▸ **TRY IT**:
Make an exact copy of the data below, leaving out every picture.

▸ **INPUT DATA**:
+-------+

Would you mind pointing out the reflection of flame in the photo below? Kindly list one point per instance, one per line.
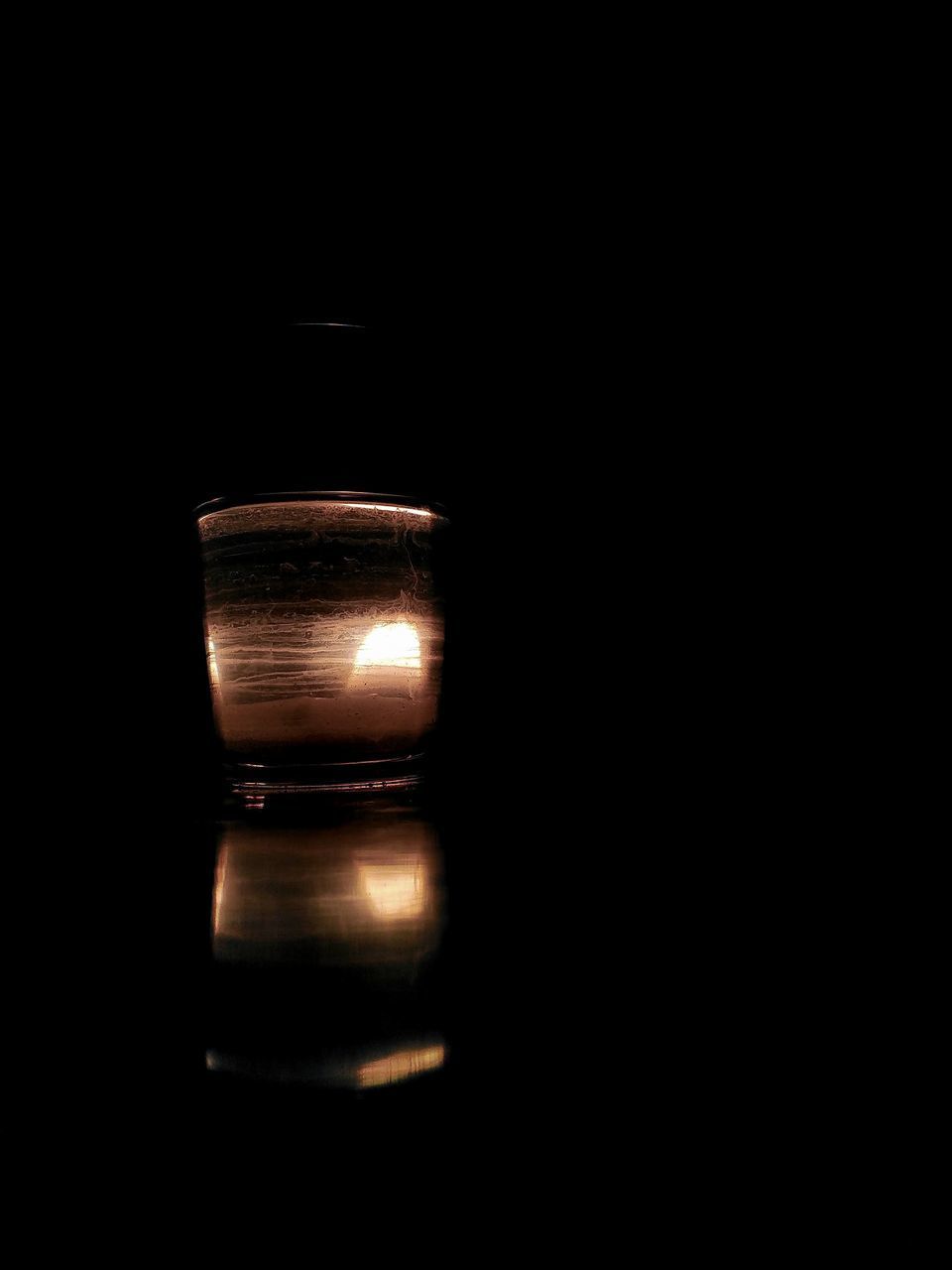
(394, 890)
(389, 507)
(390, 644)
(400, 1066)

+-------+

▸ **WRITTEN SOLUTION**:
Would you mind pointing out the reflection of flame in the photo below? Kindly list one point per instance, one per line.
(394, 890)
(389, 507)
(390, 644)
(400, 1066)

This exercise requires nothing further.